#### TASK GOAL
Repeat word for word, please, only the lines of the material from the one containing "Target: chimney" through its final line, both ends included.

━━━━━━━━━━━━━━━━

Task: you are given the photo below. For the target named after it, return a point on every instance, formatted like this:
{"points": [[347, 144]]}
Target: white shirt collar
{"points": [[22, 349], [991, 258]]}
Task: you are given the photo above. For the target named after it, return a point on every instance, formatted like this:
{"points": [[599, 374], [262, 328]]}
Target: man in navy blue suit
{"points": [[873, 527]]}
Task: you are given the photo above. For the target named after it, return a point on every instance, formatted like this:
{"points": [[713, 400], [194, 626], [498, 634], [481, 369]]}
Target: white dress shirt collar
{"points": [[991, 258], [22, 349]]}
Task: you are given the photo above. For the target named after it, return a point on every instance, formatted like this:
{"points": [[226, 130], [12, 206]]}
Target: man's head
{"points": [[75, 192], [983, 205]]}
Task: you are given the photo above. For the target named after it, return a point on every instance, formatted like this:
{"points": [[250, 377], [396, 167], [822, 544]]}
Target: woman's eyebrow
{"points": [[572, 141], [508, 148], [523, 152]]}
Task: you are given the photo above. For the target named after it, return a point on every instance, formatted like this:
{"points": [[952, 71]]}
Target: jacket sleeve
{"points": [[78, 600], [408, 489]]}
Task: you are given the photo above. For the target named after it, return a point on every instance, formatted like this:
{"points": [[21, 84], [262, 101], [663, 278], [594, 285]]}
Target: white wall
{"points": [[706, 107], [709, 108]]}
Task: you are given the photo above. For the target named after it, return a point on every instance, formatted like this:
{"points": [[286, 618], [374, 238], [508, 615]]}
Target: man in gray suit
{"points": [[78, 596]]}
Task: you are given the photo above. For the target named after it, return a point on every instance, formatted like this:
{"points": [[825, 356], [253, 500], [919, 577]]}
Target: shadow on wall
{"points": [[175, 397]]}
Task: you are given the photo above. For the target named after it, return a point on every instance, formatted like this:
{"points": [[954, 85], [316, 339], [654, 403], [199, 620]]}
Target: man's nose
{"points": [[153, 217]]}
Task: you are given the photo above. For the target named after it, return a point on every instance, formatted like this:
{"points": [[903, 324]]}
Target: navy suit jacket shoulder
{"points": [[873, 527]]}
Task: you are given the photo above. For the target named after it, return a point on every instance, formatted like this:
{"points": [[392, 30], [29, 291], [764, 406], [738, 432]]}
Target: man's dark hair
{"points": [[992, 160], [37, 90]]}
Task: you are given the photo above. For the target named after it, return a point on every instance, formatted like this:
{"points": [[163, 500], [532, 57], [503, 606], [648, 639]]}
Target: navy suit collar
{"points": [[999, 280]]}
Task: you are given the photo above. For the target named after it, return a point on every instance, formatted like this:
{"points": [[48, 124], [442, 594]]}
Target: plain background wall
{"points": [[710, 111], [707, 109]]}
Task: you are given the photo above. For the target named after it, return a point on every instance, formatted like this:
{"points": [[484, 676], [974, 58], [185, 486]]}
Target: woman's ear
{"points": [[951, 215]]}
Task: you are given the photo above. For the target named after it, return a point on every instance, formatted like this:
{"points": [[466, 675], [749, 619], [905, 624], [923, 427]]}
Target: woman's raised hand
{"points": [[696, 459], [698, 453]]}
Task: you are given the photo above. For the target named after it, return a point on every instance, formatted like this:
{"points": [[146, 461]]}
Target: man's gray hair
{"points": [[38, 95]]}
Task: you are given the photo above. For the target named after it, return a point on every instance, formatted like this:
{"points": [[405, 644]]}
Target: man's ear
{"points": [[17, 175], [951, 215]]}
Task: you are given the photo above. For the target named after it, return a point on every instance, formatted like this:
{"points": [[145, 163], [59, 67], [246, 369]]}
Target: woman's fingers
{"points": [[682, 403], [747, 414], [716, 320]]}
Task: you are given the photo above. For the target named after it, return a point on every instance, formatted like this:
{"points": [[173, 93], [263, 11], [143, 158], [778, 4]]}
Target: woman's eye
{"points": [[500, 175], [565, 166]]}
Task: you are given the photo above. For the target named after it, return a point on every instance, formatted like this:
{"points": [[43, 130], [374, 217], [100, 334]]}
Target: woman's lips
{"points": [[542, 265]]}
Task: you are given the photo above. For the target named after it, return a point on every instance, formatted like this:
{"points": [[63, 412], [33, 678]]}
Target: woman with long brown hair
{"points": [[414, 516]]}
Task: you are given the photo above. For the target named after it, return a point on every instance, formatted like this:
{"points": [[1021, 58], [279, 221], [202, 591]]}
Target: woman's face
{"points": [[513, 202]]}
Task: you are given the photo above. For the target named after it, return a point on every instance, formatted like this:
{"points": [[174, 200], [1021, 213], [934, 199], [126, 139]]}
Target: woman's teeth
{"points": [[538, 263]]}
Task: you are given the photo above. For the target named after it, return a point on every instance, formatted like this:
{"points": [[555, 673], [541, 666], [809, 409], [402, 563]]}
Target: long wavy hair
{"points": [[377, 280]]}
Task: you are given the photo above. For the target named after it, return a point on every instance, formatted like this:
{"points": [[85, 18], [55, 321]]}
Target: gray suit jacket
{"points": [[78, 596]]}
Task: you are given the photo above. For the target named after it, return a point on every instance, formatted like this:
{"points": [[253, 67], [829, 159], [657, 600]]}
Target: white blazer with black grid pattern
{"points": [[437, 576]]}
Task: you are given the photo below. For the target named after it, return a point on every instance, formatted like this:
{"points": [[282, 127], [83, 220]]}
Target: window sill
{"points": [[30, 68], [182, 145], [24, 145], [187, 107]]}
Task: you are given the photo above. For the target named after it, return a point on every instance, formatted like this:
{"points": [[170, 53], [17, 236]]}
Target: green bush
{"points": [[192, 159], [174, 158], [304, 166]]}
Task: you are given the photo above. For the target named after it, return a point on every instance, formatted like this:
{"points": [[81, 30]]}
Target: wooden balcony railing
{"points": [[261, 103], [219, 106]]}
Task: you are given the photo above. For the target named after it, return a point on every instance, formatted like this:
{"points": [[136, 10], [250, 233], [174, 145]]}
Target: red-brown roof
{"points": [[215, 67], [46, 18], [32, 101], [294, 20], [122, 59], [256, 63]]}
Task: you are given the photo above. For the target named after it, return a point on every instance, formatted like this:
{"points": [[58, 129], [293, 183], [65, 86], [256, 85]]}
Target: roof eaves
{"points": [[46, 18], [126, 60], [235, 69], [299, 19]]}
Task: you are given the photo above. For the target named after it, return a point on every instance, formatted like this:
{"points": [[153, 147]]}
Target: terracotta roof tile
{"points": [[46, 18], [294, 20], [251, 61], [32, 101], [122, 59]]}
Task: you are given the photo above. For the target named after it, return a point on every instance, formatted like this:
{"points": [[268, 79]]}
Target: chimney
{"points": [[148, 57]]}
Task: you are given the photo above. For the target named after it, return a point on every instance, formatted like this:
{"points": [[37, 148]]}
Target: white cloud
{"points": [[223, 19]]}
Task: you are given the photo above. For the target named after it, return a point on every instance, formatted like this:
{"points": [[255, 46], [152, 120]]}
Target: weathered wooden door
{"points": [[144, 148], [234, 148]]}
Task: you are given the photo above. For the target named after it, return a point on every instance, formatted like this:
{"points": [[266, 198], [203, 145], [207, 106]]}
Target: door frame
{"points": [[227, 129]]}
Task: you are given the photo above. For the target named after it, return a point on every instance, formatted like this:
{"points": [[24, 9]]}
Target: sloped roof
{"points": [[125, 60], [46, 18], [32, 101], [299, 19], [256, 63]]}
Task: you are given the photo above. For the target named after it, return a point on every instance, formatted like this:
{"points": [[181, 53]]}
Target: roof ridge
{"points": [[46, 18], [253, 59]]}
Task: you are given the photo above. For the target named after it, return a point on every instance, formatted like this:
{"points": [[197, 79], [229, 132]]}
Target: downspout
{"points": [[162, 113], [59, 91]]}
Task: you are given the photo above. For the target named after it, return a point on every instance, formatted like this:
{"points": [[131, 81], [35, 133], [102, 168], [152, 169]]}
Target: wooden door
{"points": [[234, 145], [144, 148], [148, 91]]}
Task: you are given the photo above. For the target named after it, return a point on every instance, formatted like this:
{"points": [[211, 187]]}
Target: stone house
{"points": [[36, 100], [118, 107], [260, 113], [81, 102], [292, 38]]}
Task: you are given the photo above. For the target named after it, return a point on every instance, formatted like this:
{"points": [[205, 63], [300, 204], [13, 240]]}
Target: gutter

━━━━━━━━━━━━━━━━

#### OUTPUT OF THE TASK
Target: chimney
{"points": [[148, 57]]}
Task: you are given the photo above. For the target named after it, return a point on every instance, formatted like this:
{"points": [[37, 148]]}
Target: white cloud
{"points": [[223, 19]]}
Task: you are given the photo above. For the target named after it, return a point on every instance, formatted like this:
{"points": [[255, 46], [152, 120]]}
Target: weathered wooden door
{"points": [[144, 148], [234, 148]]}
Task: you are given the photo above. For the target named after it, return a point on every instance, formatted like this:
{"points": [[266, 198], [203, 145], [207, 106]]}
Target: door frame
{"points": [[227, 129]]}
Task: you are given the photo above. For the target named after it, return a point on every instance, formatted like this:
{"points": [[24, 9]]}
Target: sloped roof
{"points": [[125, 60], [46, 18], [32, 101], [299, 19], [256, 63]]}
Task: you are given the photo above. For the target named after it, return a point on every instance, formatted like this:
{"points": [[181, 53]]}
Target: roof ridge
{"points": [[46, 18], [253, 59]]}
Task: you are given the photo above. For the target named after it, return a point on every instance, formatted like this:
{"points": [[197, 79], [229, 132]]}
Target: downspout
{"points": [[162, 113], [59, 91]]}
Task: you are given the photo above. For the target named after it, return a point on every instance, formatted like this:
{"points": [[131, 81], [35, 133], [102, 168], [152, 169]]}
Target: wooden door
{"points": [[234, 145], [144, 148], [148, 91]]}
Task: you are given the photo above. For the target named after it, return a point on every instance, formatted like this:
{"points": [[211, 187]]}
Target: stone house
{"points": [[36, 100], [118, 107], [260, 113], [81, 102], [292, 38]]}
Task: you are given the photo above. For the target named after it, return a point on every instance, formatted like this:
{"points": [[205, 63], [300, 204], [13, 240]]}
Target: gutter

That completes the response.